Tasks to carry out:
1 > Reproduce, word for word, the stretch of the passage below on copper pill heat transfer from "Now, let's add" through "copper pill section.".
2 > Carry on the explanation of copper pill heat transfer given below, picking up right after its final sentence.

Text provided:
+++
OK, if you don't want to check the equation then I will try to explain it in what is hopefully plain language. While it is very true that having no interface is better than an air gap, however small, there does exist a tipping point at which the trade-off is worth the gain due to the copper pill being more effective at 'spreading' the heat than aluminum. This tipping point is reached once the copper pill is large enough to have sufficient contact area with the aluminum around it so that there is a sufficient flow of heat through the interface. 

Let's think of it in terms of a flowing liquid. In this analogy, the heat flow is represented as fluid flow. Areas with a higher temperature are represented by a deeper liquid level. Since the heat has some resistance to flowing, let's use something like oil or syrup as the fluid. Imagine that the copper pill is a cone with a steep slop and the aluminum is a continuation of that, but with a less steep slope. Oil or syrup poured over the center (this is the LED location) will flow relatively quickly out to the aluminum and then slow down as the slope decreases. 

Now, let's add an interface between the copper and aluminum sections, which for this analogy will be a perforated wall. The wall is sufficiently high enough to prevent the liquid from ever going over the top of it. The quality of the interface, such as how well the surfaces fit, how finely polished they are, and the quality of the thermal grease between them, determines the size and number of the holes in the wall that let the liquid through. For the purpose of this analogy, just imagine that the holes are all the same size and with the same spacing between them regardless of the size of the copper pill section.
+++
Entries provided:

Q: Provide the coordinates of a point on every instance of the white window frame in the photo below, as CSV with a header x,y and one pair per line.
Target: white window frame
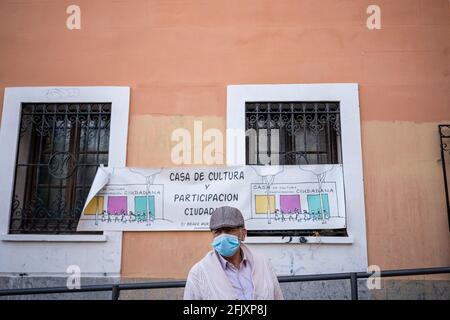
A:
x,y
347,96
103,253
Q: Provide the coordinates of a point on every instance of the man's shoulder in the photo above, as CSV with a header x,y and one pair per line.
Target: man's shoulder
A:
x,y
198,267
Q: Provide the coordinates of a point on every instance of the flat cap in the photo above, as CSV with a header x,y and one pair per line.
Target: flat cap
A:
x,y
226,217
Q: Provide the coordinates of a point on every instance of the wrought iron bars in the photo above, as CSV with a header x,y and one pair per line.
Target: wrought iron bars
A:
x,y
60,147
309,132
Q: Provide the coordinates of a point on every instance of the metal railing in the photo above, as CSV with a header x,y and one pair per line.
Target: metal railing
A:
x,y
117,288
444,134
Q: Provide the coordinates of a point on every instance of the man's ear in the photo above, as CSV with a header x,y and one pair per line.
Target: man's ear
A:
x,y
244,234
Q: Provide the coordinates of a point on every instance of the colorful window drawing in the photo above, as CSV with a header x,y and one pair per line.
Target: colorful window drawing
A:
x,y
141,207
95,205
315,206
117,204
265,204
290,203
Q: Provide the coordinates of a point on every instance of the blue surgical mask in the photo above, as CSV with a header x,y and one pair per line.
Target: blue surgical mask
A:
x,y
226,244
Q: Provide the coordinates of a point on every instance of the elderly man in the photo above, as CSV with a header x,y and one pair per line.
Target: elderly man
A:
x,y
231,270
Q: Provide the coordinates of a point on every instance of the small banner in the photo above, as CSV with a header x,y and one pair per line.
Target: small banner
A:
x,y
290,197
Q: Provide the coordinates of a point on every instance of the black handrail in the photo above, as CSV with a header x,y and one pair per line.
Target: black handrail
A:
x,y
444,135
117,288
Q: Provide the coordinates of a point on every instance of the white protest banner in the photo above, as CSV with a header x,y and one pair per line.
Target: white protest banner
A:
x,y
291,197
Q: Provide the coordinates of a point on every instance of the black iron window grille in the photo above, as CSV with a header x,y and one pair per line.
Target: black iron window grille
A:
x,y
303,132
444,135
308,133
60,148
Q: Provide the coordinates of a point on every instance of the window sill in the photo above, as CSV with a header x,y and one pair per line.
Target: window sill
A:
x,y
296,240
53,238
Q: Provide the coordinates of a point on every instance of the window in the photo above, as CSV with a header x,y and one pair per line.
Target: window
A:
x,y
59,149
314,124
305,132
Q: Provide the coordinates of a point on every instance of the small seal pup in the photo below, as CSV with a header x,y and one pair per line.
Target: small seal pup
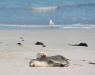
+++
Responses by task:
1 >
Now, let's add an interface between the copper and aluminum sections, which for this analogy will be a perforated wall. The wall is sufficiently high enough to prevent the liquid from ever going over the top of it. The quality of the interface, such as how well the surfaces fit, how finely polished they are, and the quality of the thermal grease between them, determines the size and number of the holes in the wall that let the liquid through. For the purpose of this analogy, just imagine that the holes are all the same size and with the same spacing between them regardless of the size of the copper pill section.

2 >
So, if we make the copper pill smaller, then the wall has to form a smaller ring and then there are fewer holes for the liquid to flow through, so it will flow outward at a slower rate. If we increase the size of the copper pill then the wall has much more area and therefore there are many more holes for the liquid to flow through to get to the aluminum. Once the liquid gets to the body of the flashlight, there will be another perforated wall that represents the last boundary for the heat to escape to the air. The buildup of heat at this interface is analogous to a pool of liquid whose depth is dependent upon how quickly liquid is being added at the center (the LED), how much area of wall there is, and of course how large the holes are and the spacing between them. For small lights with high power, this last wall can result in the liquid backing up all the way to the center at the top of the hill (the LED). I hope this helps.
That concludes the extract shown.